**Direction 1**
Using the column below on the House sit-in, explain why it says turning off the House cameras was not a smart decision, even though Ryan had the right to do it. Answer in one to three sentences.
**Direction 2**
Answer these questions about the column below on the House sit-in:
(a) Until what would the Democratic members keep sitting on the House floor?
(b) How many people had viewed the photo of Streisand's home online before her efforts, and how many viewed it in the month afterward?
(c) What position was Emporia, Kan. trying to fill?

**Text section**
****

Now You See It

U.S. House Speaker Paul Ryan, whatever his other gifts may be, has clearly never been a reporter.

That might sound obvious, like noting that Bill Gates has never been an NFL linebacker. But it may explain a curious decision of Ryan’s on Wednesday.

For those who missed the drama, several Democratic members of Congress staged a sit-in Wednesday, literally sitting on the House floor until a gun control bill would be heard. This would be shown to the nation via C-SPAN, an all-Congress, all-the-time cable network that normally draws a lower viewership than competitive crochet.

And then Ryan gave the protesters a gift of inestimable value. He ordered the House cameras turned off.

Now, since the cameras belonged to the House and not to C-SPAN, Ryan had the right to do this. No question. But that’s not the same as saying it was a smart thing to do, since:

1) Several of the protesters carried these amazing devices called smart phones and could stream live video for C-SPAN to rebroadcast.

2) Nothing attracts a reporter’s attention – or an audience’s – like a closed door.

It’s sometimes called the Streisand Effect, after a long-ago attempt by the singer to remove a picture of her home from an online collection of 12,000 pictures of the California coastline. Before Streisand’s efforts, six people had viewed the photo online. In the month afterward, that soared to over 420,000.

People want what they’re told they can’t have. Especially when someone powerful or famous says so.

It works on a smaller level, too. Years ago, I was covering the efforts of Emporia, Kan. to hire a new city manager. This was of moderate interest to the community since the incumbent was one of those long-timers who had been around since “Crocodile Dundee” was the biggest thing to hit movie theatres.

****

**Record extracts**
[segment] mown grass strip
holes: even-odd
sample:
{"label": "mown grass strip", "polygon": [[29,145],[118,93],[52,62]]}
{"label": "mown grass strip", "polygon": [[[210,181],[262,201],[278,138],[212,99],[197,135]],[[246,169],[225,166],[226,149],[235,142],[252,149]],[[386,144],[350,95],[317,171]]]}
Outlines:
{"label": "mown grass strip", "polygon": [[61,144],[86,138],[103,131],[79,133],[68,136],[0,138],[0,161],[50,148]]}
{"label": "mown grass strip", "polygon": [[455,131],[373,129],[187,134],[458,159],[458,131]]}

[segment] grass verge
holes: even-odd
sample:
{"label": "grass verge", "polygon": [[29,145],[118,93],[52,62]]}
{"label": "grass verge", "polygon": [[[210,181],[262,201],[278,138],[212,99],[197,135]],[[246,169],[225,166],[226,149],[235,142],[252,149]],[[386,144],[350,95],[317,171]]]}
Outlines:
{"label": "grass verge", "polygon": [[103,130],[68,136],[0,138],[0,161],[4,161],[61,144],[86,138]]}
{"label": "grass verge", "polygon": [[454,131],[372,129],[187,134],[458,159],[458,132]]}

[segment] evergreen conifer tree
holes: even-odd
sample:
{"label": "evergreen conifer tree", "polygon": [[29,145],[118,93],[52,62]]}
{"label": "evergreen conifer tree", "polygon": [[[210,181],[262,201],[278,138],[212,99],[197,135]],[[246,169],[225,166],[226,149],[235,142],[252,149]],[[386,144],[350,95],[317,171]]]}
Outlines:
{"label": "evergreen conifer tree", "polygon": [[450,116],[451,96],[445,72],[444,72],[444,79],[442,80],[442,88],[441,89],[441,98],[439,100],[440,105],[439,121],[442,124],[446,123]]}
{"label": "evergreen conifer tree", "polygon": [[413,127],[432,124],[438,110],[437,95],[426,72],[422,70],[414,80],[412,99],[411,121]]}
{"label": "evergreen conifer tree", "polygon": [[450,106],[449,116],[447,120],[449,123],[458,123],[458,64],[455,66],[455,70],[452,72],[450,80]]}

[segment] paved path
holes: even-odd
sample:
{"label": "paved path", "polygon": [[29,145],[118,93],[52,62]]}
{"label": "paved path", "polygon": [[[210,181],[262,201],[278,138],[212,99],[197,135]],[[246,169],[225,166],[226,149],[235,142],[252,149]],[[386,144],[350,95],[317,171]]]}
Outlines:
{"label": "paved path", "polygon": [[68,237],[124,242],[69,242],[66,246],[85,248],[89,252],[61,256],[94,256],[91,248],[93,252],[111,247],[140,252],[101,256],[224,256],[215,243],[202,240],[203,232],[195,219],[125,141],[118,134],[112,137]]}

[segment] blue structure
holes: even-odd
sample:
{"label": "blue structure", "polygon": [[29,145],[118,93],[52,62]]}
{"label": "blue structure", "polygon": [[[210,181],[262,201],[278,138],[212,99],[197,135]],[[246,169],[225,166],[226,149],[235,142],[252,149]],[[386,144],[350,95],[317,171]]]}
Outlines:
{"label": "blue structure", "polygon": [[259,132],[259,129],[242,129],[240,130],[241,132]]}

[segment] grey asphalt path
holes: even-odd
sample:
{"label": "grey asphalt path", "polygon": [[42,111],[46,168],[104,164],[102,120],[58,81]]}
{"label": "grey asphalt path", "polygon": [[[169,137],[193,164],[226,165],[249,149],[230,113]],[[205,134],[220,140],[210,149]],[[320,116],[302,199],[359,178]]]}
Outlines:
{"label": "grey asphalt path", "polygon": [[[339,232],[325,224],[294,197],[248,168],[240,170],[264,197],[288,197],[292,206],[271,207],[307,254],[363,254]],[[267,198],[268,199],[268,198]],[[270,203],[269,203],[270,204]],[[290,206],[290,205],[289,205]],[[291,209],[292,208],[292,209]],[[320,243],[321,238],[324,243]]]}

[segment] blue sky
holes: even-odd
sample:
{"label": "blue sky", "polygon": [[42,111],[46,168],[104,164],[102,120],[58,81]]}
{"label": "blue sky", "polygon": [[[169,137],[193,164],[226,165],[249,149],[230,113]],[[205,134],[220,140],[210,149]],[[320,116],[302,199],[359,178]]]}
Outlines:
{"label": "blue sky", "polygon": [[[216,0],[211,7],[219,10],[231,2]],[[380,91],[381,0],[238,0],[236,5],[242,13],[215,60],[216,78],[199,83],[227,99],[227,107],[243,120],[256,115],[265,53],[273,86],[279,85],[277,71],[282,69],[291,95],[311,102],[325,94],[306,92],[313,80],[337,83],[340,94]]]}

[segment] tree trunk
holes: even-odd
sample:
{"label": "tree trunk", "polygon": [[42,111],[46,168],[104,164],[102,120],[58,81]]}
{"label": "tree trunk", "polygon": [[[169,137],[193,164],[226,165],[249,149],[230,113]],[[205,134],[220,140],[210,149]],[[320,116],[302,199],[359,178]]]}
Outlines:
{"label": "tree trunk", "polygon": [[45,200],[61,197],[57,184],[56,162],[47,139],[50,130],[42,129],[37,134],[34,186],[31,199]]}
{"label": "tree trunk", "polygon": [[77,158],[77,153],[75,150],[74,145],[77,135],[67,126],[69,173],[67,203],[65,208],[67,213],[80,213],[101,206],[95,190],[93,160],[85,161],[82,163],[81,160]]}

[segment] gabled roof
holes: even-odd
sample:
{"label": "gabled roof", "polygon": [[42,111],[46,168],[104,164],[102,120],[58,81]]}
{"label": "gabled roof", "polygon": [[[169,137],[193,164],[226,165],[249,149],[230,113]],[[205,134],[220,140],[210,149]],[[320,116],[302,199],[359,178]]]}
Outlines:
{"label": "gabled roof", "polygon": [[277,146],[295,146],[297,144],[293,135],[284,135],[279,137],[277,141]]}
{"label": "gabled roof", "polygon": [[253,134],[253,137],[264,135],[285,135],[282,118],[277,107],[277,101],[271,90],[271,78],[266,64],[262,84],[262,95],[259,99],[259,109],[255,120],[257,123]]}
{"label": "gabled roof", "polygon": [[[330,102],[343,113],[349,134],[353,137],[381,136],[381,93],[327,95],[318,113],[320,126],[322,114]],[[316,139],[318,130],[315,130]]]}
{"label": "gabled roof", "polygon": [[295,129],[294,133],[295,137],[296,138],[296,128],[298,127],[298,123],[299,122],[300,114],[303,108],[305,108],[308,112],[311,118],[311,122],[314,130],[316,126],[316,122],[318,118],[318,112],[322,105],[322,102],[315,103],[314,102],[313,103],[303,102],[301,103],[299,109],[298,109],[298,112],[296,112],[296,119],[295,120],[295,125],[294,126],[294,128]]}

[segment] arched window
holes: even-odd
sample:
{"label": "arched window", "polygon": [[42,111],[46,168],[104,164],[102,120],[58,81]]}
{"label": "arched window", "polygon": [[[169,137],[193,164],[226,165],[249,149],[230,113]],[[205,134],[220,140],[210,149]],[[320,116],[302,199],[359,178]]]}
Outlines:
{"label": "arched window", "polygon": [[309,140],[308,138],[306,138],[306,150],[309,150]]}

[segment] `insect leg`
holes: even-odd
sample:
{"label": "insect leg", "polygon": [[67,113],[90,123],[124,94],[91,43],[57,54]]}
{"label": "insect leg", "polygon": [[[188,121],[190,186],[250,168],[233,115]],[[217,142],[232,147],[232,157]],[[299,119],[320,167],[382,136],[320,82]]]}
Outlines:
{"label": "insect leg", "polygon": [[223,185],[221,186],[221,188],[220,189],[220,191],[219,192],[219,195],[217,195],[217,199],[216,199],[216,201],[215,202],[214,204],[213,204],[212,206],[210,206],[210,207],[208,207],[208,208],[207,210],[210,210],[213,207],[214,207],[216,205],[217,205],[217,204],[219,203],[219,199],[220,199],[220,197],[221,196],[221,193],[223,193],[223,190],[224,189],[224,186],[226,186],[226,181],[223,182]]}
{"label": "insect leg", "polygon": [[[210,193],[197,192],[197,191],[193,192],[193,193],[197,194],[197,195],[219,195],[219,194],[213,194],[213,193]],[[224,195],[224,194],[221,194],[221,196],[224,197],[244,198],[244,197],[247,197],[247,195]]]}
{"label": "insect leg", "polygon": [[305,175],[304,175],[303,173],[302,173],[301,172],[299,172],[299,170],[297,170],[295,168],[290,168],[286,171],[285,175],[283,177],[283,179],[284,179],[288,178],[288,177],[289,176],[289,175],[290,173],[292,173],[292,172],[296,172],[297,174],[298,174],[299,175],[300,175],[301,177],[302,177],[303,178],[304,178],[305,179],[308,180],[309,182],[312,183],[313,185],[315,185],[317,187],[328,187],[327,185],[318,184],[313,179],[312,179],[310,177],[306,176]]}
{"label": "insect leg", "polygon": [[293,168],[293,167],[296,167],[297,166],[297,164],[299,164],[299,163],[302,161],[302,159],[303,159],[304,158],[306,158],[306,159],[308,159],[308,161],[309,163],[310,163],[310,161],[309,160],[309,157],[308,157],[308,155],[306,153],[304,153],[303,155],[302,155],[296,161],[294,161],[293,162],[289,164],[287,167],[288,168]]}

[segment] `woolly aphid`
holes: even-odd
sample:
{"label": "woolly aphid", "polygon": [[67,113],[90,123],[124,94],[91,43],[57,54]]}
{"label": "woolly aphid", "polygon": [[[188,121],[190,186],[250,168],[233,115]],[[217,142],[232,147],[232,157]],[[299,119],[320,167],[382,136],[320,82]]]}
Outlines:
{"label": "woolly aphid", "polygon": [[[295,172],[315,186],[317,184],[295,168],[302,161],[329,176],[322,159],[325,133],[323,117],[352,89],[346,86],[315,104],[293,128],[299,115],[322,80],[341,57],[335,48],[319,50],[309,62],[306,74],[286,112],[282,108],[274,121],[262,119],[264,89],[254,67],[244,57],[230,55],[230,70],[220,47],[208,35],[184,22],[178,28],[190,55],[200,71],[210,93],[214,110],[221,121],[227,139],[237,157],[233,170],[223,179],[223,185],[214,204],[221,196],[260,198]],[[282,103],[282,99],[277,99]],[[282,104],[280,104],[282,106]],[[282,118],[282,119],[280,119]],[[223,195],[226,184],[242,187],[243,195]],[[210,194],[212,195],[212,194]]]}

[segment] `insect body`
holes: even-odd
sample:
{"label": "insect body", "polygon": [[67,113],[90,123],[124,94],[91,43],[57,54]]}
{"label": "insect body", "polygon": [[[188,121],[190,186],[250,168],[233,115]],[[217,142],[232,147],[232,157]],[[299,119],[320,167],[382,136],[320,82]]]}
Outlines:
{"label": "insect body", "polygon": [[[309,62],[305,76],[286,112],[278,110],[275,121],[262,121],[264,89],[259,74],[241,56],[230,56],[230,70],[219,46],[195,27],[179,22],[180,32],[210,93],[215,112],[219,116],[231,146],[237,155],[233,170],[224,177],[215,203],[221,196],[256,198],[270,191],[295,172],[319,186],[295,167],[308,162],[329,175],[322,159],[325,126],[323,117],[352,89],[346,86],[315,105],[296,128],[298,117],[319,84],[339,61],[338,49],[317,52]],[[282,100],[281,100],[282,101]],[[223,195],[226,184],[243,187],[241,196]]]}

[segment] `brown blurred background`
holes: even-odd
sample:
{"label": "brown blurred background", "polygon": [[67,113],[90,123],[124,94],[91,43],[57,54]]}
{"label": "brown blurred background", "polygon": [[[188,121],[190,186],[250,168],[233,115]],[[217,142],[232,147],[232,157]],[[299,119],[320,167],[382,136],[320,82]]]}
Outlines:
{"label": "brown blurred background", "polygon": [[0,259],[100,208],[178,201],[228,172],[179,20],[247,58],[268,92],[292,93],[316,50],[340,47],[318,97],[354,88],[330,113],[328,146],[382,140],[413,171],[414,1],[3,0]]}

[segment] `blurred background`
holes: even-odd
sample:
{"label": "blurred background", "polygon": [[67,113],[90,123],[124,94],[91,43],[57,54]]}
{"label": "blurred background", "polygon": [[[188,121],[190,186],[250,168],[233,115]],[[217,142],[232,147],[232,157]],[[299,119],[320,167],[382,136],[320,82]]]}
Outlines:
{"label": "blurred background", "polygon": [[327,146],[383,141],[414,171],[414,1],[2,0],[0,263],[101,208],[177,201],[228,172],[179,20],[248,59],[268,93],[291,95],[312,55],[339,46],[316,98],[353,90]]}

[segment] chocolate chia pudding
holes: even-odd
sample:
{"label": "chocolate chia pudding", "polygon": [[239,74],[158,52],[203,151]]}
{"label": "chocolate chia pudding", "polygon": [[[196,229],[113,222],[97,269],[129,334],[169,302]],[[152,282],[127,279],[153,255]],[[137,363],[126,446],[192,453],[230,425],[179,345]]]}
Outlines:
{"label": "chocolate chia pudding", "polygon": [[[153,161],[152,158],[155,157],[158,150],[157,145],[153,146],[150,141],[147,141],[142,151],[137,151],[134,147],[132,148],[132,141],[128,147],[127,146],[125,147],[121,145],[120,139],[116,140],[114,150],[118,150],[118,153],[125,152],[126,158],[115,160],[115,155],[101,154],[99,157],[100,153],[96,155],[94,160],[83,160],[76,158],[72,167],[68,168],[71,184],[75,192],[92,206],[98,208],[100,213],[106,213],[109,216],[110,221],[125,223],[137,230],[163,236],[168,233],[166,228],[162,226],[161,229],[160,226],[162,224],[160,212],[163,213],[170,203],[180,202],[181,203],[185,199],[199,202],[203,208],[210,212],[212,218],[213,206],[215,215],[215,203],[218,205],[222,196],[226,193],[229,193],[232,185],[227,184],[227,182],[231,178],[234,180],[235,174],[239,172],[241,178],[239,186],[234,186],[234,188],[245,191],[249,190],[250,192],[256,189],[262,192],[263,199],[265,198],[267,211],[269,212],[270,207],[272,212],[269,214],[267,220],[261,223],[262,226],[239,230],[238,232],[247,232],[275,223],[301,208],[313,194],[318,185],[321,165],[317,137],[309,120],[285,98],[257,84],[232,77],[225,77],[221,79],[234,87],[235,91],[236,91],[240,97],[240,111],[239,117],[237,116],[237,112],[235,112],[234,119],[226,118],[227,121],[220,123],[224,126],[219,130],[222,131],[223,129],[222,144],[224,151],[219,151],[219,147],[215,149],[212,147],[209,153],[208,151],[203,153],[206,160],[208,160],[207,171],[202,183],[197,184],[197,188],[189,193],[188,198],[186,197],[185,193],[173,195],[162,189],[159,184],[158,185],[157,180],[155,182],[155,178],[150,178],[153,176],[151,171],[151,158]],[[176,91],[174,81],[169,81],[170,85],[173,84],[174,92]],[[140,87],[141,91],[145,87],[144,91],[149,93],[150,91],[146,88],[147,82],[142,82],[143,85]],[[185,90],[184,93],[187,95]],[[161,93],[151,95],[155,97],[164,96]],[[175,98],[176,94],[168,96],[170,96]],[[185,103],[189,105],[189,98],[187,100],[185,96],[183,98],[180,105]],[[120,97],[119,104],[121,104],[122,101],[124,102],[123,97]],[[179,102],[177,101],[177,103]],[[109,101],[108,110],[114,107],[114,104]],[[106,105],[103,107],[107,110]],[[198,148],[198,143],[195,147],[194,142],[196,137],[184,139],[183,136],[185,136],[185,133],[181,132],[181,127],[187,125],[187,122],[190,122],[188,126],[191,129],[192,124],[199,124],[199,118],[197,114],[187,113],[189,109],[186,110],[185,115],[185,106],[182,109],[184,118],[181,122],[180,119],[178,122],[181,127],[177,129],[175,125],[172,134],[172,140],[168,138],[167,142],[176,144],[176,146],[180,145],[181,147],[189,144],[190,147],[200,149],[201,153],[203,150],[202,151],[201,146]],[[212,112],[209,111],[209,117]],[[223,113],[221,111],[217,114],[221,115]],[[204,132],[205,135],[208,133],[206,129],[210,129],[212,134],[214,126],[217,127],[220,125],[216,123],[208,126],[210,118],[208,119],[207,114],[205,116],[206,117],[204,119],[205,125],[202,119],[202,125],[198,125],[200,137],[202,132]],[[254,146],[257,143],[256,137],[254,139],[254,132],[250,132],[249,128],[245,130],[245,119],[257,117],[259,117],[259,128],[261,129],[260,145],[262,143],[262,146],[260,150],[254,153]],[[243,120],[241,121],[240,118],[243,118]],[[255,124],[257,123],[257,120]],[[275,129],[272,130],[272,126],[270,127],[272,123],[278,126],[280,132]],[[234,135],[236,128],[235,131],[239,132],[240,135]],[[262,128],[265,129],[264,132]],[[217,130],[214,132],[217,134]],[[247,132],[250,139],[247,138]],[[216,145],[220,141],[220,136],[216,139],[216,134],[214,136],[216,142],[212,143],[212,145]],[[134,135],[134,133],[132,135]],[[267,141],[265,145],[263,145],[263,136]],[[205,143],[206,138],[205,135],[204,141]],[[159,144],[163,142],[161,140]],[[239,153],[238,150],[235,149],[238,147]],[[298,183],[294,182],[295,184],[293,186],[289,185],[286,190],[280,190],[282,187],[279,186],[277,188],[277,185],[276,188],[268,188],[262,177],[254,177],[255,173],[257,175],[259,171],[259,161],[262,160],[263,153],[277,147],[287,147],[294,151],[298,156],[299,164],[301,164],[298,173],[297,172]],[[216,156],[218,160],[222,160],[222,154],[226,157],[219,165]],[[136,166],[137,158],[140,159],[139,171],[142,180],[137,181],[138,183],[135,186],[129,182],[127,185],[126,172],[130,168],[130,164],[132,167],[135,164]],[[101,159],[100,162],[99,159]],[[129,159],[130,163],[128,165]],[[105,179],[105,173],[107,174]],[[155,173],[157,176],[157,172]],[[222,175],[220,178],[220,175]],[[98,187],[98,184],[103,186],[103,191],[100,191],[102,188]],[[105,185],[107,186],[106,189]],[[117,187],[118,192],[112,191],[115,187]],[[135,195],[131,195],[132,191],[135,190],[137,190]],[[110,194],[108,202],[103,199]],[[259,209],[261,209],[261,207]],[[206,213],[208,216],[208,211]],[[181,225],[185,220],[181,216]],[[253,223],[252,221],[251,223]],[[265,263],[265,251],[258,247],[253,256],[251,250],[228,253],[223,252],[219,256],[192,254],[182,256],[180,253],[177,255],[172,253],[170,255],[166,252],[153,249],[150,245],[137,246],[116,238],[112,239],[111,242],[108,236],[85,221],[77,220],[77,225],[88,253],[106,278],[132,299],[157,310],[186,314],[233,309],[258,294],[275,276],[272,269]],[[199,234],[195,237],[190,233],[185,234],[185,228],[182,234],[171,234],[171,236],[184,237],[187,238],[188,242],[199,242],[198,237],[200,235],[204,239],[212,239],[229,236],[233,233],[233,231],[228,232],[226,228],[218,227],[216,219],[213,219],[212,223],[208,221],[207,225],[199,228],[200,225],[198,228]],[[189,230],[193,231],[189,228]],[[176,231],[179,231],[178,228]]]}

****

**Output 1**
Several protesters had smart phones and could stream live video for C-SPAN to rebroadcast, so the cameras going dark did not stop the broadcast. A closed door also draws the attention of reporters and audiences.

**Output 2**
(a) Until a gun control bill would be heard.
(b) Six before her efforts, and over 420,000 in the month afterward.
(c) City manager.